* DOCUMENT TEXT *
···
Member States should encourage a comprehensive public information programme about the rights, contributions and unmet needs of disabled persons that would reach all concerned, including the general public. In this connection, attitude change should be given special importance.

Guidelines should be developed in consultation with organizations of disabled persons to encourage the news media to give a sensitive and accurate portrayal of, as well as fair representation of and reporting on, disabilities and disabled persons in radio, television, film, photography and print. An essential element in such guidelines would be that disabled persons should be able to present their problems to the public themselves and to suggest how they might be solved. The inclusion of information on the realities of disabilities in the curricula of journalists’ training should be encouraged.

Public authorities are responsible for adapting their information so that it reaches everybody, including disabled persons. This does not apply only to the information mentioned above, but also to information concerning civil rights and obligations.
···
[Records drawn from a dataset]
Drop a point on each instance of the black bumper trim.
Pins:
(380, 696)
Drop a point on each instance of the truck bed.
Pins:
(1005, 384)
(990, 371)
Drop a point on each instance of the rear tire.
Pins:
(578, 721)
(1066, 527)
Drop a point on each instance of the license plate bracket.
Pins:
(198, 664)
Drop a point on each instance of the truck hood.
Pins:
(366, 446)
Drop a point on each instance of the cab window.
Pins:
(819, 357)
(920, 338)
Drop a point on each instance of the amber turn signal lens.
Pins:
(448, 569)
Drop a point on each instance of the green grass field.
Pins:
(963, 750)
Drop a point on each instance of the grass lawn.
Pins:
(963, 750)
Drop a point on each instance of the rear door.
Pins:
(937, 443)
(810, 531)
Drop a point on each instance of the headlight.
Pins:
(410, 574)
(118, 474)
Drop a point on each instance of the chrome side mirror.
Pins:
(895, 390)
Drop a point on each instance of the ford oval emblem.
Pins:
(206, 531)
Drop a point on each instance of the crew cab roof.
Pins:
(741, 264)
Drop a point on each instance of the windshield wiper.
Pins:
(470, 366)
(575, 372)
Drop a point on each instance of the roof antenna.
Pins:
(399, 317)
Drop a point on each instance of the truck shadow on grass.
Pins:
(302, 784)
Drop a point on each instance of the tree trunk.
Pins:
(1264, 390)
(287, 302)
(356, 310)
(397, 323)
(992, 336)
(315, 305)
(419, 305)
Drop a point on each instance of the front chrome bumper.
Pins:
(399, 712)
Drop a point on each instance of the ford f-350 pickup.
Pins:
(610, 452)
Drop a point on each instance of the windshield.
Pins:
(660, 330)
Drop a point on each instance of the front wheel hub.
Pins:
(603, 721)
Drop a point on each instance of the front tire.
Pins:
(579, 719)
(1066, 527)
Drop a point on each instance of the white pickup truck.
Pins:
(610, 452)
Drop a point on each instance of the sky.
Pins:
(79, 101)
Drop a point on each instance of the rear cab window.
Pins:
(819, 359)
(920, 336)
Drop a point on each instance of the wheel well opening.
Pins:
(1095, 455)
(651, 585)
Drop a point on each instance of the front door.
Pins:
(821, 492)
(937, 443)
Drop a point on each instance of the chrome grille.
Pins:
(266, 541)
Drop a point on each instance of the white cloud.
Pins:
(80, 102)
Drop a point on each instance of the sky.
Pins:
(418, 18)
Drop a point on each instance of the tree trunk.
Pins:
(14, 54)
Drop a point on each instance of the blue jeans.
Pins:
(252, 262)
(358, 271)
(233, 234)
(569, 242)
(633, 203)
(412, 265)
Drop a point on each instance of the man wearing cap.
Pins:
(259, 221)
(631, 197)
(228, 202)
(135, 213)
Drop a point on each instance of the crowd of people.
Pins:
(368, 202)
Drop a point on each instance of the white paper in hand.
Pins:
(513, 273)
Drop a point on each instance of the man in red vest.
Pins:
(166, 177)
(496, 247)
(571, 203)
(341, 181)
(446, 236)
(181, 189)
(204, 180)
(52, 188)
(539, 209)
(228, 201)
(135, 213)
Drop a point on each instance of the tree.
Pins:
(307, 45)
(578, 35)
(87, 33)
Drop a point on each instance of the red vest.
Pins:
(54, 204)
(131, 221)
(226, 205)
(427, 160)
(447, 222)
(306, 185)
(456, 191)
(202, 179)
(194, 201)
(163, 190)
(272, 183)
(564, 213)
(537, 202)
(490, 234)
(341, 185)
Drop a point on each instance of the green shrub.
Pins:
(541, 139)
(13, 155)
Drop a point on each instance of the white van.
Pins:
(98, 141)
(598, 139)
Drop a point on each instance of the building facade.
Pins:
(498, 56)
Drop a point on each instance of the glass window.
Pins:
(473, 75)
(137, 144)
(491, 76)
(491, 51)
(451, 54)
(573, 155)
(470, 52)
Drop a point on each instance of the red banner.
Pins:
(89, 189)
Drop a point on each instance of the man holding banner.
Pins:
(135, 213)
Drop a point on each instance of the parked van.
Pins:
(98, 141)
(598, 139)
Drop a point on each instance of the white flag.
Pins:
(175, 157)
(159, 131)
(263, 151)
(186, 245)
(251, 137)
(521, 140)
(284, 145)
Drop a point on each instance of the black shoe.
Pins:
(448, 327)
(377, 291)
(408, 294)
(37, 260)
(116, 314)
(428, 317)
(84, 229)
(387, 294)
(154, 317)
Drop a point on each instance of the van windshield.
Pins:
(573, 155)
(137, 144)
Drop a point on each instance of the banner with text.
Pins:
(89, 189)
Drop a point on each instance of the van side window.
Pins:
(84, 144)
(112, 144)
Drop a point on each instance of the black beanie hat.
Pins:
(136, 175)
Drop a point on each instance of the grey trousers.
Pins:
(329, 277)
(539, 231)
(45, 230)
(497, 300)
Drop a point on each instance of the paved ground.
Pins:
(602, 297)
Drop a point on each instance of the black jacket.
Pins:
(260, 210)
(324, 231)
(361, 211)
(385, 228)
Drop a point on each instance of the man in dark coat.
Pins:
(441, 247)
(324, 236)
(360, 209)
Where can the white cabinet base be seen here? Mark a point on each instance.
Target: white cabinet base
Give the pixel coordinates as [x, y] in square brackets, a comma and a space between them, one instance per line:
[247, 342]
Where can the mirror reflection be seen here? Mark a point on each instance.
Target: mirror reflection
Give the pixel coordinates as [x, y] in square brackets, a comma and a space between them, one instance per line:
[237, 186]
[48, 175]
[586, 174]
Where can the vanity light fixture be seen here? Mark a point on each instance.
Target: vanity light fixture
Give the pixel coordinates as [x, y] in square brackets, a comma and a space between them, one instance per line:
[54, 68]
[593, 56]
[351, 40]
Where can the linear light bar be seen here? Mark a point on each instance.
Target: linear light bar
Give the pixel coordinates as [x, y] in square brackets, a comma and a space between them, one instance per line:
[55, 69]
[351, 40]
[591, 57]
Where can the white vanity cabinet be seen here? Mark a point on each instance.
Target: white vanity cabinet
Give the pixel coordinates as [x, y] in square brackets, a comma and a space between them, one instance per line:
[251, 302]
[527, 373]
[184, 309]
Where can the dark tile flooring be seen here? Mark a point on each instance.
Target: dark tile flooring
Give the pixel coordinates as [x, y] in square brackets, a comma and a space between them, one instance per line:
···
* WORK ORDER A *
In the text on disability information, begin at the words "Member States should" and stop after "should be encouraged.", reproducing that span word for word.
* WORK ORDER B *
Answer these questions from the text on disability information:
(i) With whom should the guidelines for the news media be developed?
(ii) Whose training curricula should include information on the realities of disabilities?
(iii) Besides the information already mentioned, what other information must public authorities adapt so it reaches everybody?

* EXERCISE OUTPUT A *
Member States should encourage a comprehensive public information programme about the rights, contributions and unmet needs of disabled persons that would reach all concerned, including the general public. In this connection, attitude change should be given special importance.

Guidelines should be developed in consultation with organizations of disabled persons to encourage the news media to give a sensitive and accurate portrayal of, as well as fair representation of and reporting on, disabilities and disabled persons in radio, television, film, photography and print. An essential element in such guidelines would be that disabled persons should be able to present their problems to the public themselves and to suggest how they might be solved. The inclusion of information on the realities of disabilities in the curricula of journalists’ training should be encouraged.

* EXERCISE OUTPUT B *
(i) Organizations of disabled persons.
(ii) Journalists'.
(iii) Information concerning civil rights and obligations.